§ Task prompt:
Retype the line in which "Target: boy in red plaid shirt" appears, then every line after it until the records end. Leave out the pictures.

§ Exercise data:
"""
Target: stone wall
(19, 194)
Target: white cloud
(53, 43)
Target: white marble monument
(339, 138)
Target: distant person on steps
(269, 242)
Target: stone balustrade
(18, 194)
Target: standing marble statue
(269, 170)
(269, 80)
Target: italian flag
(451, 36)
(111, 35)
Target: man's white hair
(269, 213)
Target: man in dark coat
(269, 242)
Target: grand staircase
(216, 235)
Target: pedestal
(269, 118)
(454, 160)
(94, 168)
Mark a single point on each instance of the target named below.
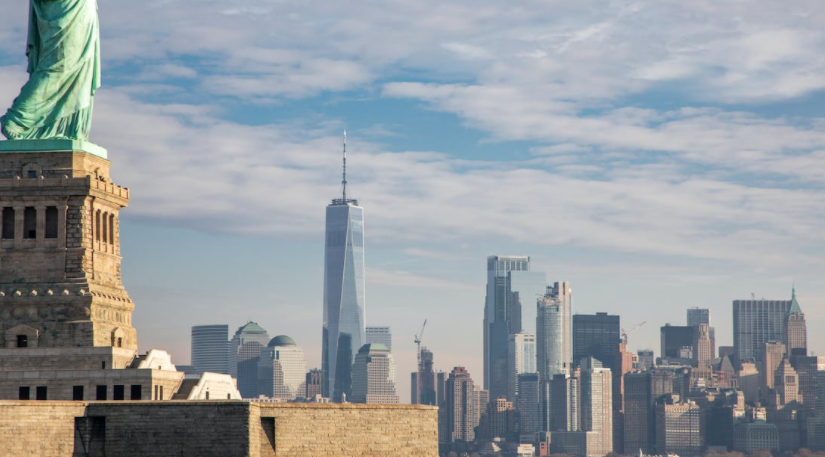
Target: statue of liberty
(64, 67)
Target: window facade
(8, 223)
(29, 223)
(51, 222)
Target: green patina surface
(64, 66)
(51, 146)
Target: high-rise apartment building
(423, 386)
(564, 406)
(646, 359)
(816, 423)
(702, 345)
(460, 410)
(482, 400)
(373, 375)
(642, 389)
(698, 316)
(623, 364)
(381, 335)
(596, 335)
(498, 320)
(562, 292)
(282, 369)
(344, 329)
(773, 352)
(500, 420)
(597, 404)
(806, 368)
(313, 383)
(210, 348)
(246, 345)
(523, 287)
(521, 359)
(674, 338)
(679, 428)
(785, 385)
(755, 322)
(529, 406)
(550, 324)
(796, 330)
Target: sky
(658, 155)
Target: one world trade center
(344, 325)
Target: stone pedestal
(60, 283)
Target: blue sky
(658, 155)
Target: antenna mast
(344, 179)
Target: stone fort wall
(215, 428)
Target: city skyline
(701, 254)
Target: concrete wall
(215, 428)
(307, 429)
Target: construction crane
(418, 339)
(625, 333)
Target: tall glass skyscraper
(496, 321)
(344, 302)
(210, 348)
(510, 308)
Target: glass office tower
(210, 348)
(344, 302)
(497, 321)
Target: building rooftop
(281, 340)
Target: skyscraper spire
(344, 179)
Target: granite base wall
(215, 428)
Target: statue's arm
(33, 42)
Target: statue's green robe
(64, 64)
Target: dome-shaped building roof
(281, 340)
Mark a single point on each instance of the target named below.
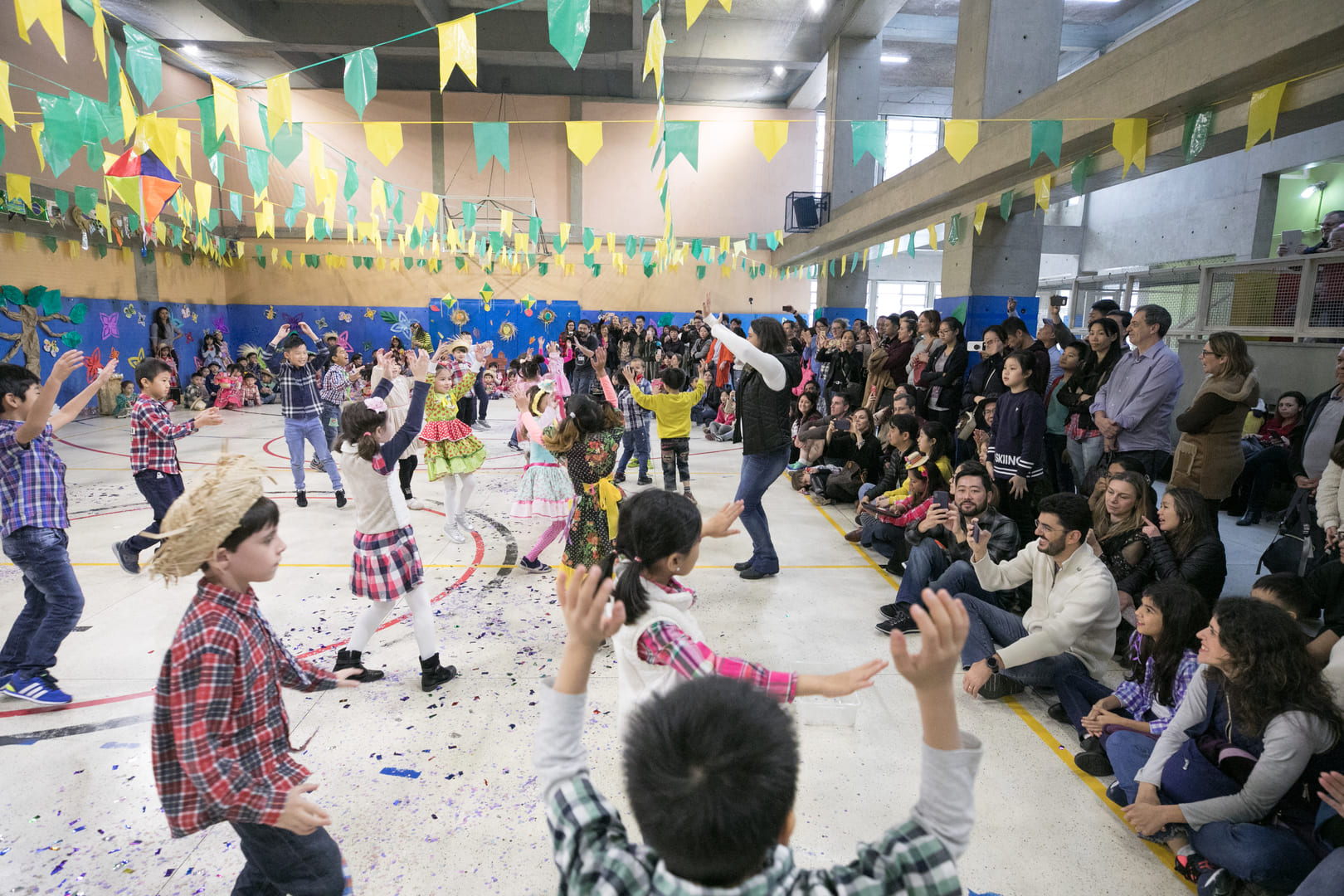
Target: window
(910, 140)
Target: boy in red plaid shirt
(153, 455)
(221, 737)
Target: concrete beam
(1209, 52)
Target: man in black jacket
(940, 547)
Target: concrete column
(854, 82)
(1007, 51)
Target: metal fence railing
(1296, 297)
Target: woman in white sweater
(1230, 786)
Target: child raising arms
(711, 772)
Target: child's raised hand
(582, 597)
(942, 624)
(420, 364)
(721, 524)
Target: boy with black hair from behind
(219, 737)
(153, 455)
(297, 373)
(34, 523)
(711, 772)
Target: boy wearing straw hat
(221, 737)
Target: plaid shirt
(32, 481)
(221, 737)
(153, 436)
(297, 386)
(335, 384)
(594, 855)
(1138, 698)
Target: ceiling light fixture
(1317, 186)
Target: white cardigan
(1329, 501)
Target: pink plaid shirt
(153, 436)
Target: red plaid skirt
(386, 566)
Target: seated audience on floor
(940, 547)
(1161, 663)
(1070, 625)
(1231, 782)
(1118, 535)
(1016, 445)
(1268, 455)
(1183, 544)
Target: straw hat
(206, 514)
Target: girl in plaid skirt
(386, 564)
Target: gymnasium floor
(435, 793)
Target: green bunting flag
(869, 137)
(1046, 137)
(683, 139)
(360, 78)
(491, 141)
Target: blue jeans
(1079, 694)
(990, 626)
(51, 599)
(280, 861)
(758, 473)
(331, 422)
(1127, 752)
(928, 567)
(160, 489)
(1266, 855)
(635, 444)
(297, 430)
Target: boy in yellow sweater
(672, 407)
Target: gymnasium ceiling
(761, 54)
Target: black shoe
(351, 660)
(1093, 759)
(435, 674)
(1001, 685)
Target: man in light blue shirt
(1133, 409)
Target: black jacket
(763, 411)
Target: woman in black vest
(771, 370)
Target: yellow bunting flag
(6, 102)
(1042, 186)
(49, 15)
(226, 109)
(383, 139)
(1131, 140)
(277, 104)
(1262, 114)
(655, 46)
(585, 139)
(19, 187)
(457, 47)
(960, 137)
(771, 136)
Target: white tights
(422, 621)
(457, 494)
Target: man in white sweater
(1070, 626)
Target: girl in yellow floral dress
(452, 450)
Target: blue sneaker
(41, 689)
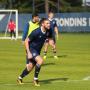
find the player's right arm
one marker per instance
(25, 32)
(27, 48)
(30, 38)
"""
§ Response to this exercise:
Target: boy in red plaid shirt
(153, 455)
(221, 737)
Target: concrete beam
(1209, 52)
Target: man in black jacket
(940, 547)
Target: concrete column
(854, 82)
(1007, 51)
Target: metal fence railing
(1296, 297)
Target: woman in white sweater
(1230, 786)
Target: child raising arms
(711, 772)
Target: child's raised hand
(582, 597)
(942, 624)
(420, 364)
(721, 524)
Target: boy with black hair from behind
(219, 737)
(153, 455)
(297, 373)
(34, 523)
(711, 772)
Target: boy wearing straw hat
(221, 737)
Target: plaid shirt
(32, 481)
(221, 737)
(153, 436)
(297, 386)
(335, 384)
(594, 855)
(1138, 698)
Target: ceiling light fixture
(1317, 186)
Target: white cardigan
(1329, 501)
Target: pink plaid shirt
(153, 436)
Target: red plaid skirt
(386, 566)
Target: seated audience on floor
(940, 547)
(1161, 663)
(1070, 625)
(1231, 782)
(1118, 535)
(1016, 445)
(1268, 455)
(1183, 544)
Target: straw hat
(206, 514)
Target: girl in plaid skirt
(386, 564)
Target: gymnasium floor
(435, 793)
Target: green bunting flag
(869, 137)
(1046, 137)
(683, 139)
(360, 78)
(491, 141)
Target: blue jeans
(1079, 694)
(990, 626)
(51, 599)
(280, 861)
(758, 473)
(331, 422)
(1127, 752)
(928, 567)
(160, 489)
(1266, 855)
(635, 444)
(297, 430)
Target: boy in yellow sweater
(672, 407)
Target: gymnasium ceiling
(761, 54)
Target: black shoe
(351, 660)
(1093, 759)
(435, 674)
(1001, 685)
Target: man in light blue shirt
(1133, 409)
Target: black jacket
(763, 411)
Target: woman in black vest
(771, 370)
Target: yellow bunting flag
(6, 102)
(1042, 186)
(49, 15)
(226, 109)
(383, 139)
(1131, 140)
(277, 104)
(1262, 114)
(655, 46)
(585, 139)
(19, 187)
(457, 47)
(960, 137)
(771, 136)
Target: white tights
(422, 621)
(457, 494)
Target: man in white sweater
(1070, 626)
Target: girl in yellow floral dress
(452, 450)
Target: blue sneaker
(41, 689)
find the player's right arm
one marker per instance
(25, 32)
(27, 48)
(30, 38)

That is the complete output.